_Document segment_
↓

Accomplish Something?

I’ve probably written about this before but it’s a topic I’m going to revisit because I have been thinking about it lately.

I think I’ve always been the type of person who validates myself through my accomplishments. I know I’m worth something but it’s hard to get my heart to agree to that.

Now, as a stay-at-home mom, what do you judge yourself by? Getting your laundry done? Feeding your family? Making sure everything is done on time? Honestly, I’m not sure. They don’t seem like big goals to achieve (although, sometimes, it is a lot to get done). They don’t even seem like important goals to achieve even though your family’s life does depend on it. It’s probably worth more than I’m assigning importance to.

I do realize that I should probably figure out a way to accept myself as is. I’m not sure how to do that though. I like striving for things. It helps me feel like I’m improving myself and achieving something. Otherwise, I’m just standing still.

Being still is really difficult. Being still gives me too much time to criticize myself on what I am unable to do. Being still makes me think I’m worthless.

How do you get to a place where you feel valuable? It’s not a quantifiable measure. It’s completely internal. I don’t want to reflect my value off of other people because I went through my 20s doing that and it really sucked.

Maybe it’ll take until my 40s to really be able to validate myself by who I truly am. Maybe I’ll be able to see my worth based on me and not my accomplishments. Maybe it’ll get easier to see myself.

Ask

Have ever had one of those days where the thoughts are just running crazy through your head? How about one of those days where you think that no one can possibly feel the way you are feeling right now? Things can seem overwhelming with so many thoughts and emotions. And you end up feeling completely alone because everyone else seems to have their lives together.

↑

_The data_
↓

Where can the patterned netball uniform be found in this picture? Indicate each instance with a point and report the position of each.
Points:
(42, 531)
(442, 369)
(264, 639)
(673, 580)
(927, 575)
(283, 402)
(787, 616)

↑

_Exercises_
(A) Answer these questions about the post on self-worth:
(i) Through what does the writer say they have always validated themselves?
(ii) During which decade of life did the writer reflect their value off of other people?
(iii) Until which decade does the writer suggest it may take to validate themselves by who they truly are?
(B) Write out everything in the post on self-worth from "I’ve probably written" down to "agree to that.".

_Results in order_
(A)
(i) Their accomplishments.
(ii) Their 20s.
(iii) Their 40s.

(B)
I’ve probably written about this before but it’s a topic I’m going to revisit because I have been thinking about it lately.

I think I’ve always been the type of person who validates myself through my accomplishments. I know I’m worth something but it’s hard to get my heart to agree to that.